(Point labeling examples)
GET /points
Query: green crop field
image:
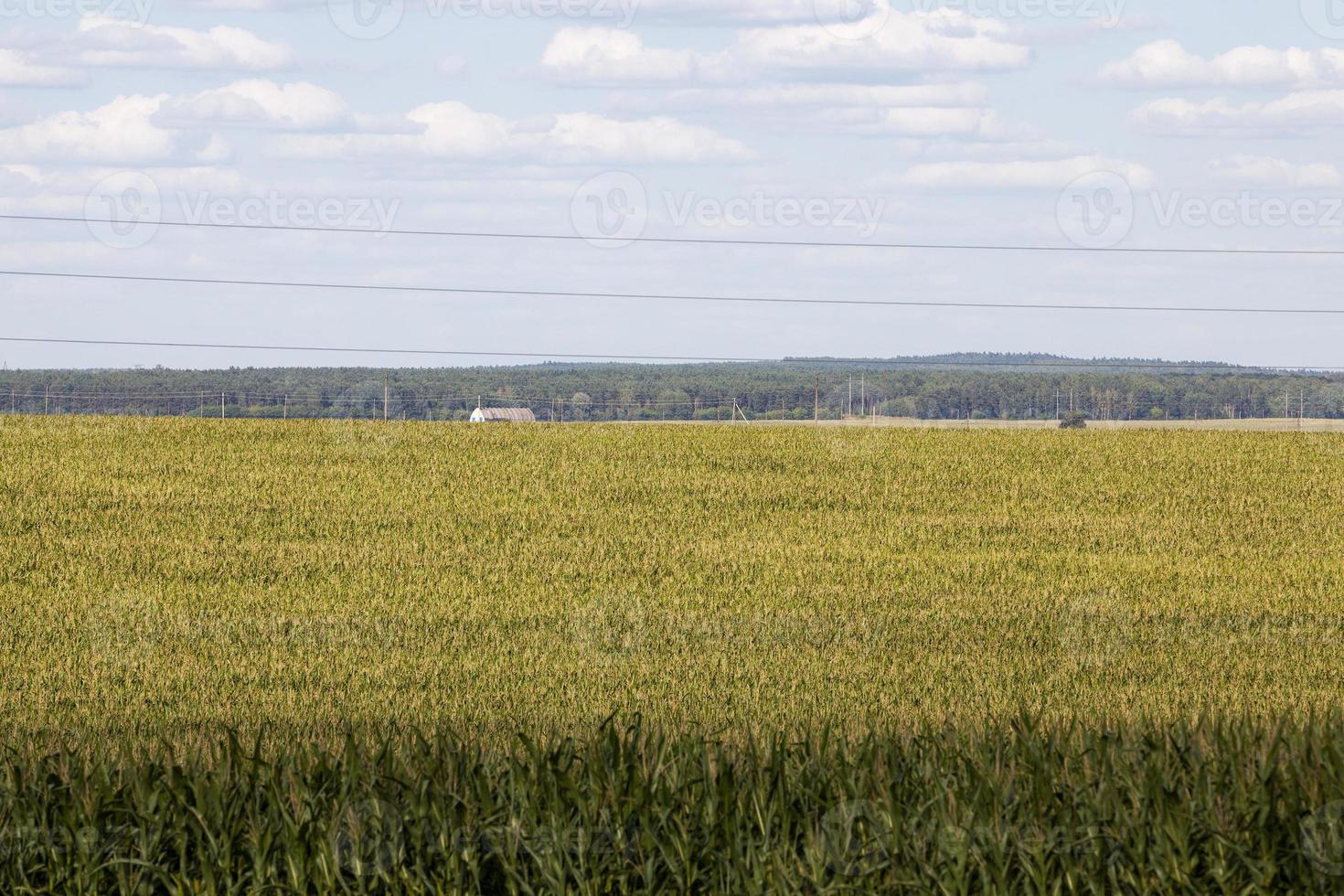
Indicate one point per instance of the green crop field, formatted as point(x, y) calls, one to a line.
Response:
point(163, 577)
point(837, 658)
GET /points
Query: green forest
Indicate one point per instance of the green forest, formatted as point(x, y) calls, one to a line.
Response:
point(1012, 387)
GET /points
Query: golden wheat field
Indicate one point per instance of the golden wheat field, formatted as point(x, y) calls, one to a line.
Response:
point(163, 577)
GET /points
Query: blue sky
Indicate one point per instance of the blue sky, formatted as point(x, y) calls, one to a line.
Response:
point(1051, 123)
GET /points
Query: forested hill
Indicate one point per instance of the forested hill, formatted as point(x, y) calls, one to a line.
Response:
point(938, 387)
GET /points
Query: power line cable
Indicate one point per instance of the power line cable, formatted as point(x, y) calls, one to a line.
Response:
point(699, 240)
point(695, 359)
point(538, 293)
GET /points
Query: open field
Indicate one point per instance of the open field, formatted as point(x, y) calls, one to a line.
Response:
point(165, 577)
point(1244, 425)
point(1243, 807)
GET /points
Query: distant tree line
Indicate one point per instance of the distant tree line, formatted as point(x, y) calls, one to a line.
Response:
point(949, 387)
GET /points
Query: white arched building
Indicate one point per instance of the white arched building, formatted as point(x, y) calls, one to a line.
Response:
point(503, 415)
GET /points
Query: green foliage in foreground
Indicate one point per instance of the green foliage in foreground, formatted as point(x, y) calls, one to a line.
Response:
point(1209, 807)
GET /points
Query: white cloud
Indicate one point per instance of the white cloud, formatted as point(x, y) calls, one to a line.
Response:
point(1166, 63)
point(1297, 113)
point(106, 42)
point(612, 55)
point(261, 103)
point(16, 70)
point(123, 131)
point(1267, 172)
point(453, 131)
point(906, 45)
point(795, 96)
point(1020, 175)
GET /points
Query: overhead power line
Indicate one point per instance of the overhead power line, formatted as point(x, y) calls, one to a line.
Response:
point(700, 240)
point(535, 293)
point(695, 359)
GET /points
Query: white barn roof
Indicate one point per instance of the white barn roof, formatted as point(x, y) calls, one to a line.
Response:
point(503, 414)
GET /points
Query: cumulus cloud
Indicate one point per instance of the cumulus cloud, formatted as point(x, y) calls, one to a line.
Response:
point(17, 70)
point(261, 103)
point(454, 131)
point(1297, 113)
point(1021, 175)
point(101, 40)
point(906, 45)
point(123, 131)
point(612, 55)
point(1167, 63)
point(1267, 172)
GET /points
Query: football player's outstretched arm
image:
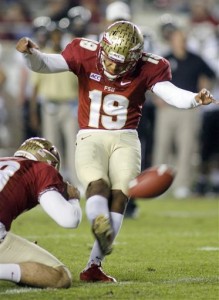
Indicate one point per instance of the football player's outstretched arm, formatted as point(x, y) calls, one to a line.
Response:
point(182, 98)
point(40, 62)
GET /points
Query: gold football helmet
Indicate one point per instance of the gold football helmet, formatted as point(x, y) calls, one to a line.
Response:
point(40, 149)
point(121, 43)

==

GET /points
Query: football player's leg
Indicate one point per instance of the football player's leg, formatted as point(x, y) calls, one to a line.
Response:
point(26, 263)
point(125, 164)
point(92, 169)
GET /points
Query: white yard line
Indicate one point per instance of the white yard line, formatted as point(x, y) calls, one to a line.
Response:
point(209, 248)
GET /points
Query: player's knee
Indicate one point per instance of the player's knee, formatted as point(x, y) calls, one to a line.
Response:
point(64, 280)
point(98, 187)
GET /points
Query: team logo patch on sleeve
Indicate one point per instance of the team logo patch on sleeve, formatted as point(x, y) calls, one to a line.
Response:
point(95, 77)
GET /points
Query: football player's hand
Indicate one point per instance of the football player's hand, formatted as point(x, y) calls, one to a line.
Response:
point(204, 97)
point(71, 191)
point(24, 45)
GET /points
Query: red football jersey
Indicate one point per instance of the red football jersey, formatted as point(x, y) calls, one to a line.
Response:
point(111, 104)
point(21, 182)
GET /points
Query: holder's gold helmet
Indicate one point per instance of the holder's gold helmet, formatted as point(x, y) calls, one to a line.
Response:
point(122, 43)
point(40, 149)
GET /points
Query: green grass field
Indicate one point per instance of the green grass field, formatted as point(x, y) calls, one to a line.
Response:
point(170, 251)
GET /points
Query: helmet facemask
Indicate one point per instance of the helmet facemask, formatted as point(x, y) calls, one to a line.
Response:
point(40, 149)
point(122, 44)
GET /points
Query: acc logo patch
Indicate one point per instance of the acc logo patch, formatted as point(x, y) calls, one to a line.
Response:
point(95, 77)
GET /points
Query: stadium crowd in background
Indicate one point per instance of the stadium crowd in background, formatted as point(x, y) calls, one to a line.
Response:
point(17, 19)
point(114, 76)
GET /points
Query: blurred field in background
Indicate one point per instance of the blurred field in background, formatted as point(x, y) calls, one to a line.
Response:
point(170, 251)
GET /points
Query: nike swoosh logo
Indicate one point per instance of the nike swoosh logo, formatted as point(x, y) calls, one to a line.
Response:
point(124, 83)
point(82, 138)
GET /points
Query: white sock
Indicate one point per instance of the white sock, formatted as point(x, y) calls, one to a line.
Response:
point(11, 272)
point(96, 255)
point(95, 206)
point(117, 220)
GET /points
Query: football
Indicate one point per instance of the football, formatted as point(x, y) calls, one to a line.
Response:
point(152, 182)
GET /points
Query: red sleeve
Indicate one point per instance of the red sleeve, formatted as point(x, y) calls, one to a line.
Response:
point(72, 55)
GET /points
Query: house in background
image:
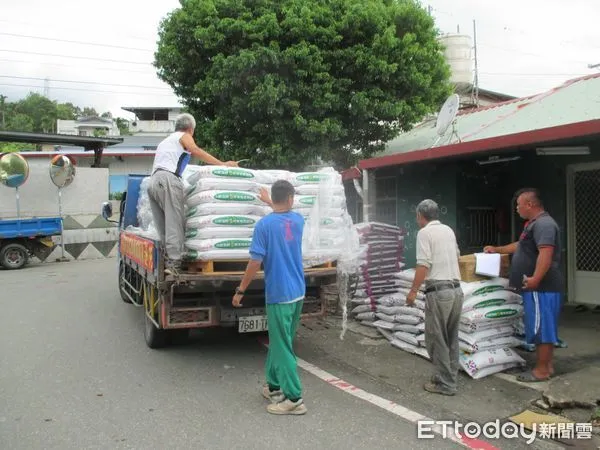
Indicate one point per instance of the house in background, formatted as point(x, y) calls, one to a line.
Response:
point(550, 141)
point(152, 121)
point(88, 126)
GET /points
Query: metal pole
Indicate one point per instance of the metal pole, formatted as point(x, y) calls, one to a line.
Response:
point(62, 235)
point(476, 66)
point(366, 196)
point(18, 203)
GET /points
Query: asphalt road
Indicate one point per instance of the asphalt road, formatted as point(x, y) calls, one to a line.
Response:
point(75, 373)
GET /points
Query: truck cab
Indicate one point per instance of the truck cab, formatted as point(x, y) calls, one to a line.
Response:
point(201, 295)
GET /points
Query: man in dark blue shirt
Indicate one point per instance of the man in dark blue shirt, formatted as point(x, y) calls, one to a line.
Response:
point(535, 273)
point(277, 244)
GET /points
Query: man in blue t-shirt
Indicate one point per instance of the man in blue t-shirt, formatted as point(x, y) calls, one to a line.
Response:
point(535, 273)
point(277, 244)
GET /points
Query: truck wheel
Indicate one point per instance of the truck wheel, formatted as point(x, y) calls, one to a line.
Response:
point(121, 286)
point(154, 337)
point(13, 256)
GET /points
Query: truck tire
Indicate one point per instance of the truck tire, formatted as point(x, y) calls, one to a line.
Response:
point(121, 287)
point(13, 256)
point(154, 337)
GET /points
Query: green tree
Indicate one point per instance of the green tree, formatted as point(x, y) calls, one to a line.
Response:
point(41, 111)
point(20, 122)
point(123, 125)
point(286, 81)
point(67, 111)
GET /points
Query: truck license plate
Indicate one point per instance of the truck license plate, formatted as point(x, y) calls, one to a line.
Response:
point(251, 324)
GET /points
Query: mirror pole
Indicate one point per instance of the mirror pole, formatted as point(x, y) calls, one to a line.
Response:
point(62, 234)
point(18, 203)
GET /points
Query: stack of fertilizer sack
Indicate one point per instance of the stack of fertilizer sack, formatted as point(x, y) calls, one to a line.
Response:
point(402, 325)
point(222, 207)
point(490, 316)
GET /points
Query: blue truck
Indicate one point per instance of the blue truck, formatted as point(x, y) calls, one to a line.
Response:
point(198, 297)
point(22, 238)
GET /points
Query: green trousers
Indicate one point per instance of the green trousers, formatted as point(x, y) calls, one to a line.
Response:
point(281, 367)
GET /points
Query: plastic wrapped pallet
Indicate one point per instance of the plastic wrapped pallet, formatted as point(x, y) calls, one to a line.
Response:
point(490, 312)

==

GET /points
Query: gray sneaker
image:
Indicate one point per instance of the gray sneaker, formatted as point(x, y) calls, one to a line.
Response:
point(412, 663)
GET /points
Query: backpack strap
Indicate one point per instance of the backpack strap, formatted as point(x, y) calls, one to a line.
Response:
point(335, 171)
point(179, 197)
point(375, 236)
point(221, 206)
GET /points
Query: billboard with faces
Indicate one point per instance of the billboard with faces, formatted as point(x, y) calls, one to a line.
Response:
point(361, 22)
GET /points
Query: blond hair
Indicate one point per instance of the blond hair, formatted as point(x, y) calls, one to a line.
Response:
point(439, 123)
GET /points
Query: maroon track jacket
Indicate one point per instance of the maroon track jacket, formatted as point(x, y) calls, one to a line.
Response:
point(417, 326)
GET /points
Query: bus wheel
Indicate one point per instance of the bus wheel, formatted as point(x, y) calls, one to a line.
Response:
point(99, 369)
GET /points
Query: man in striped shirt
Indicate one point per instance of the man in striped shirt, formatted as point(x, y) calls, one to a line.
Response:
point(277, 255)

* _Stated goal_
Which lines in the items above contain the string "asphalt", matching case? Pick out each of those lines and copy it in full.

* _Written answer_
Query: asphalt road
Indicate one point per instance of the asphalt road, formatted as point(x, y) calls, one to a line.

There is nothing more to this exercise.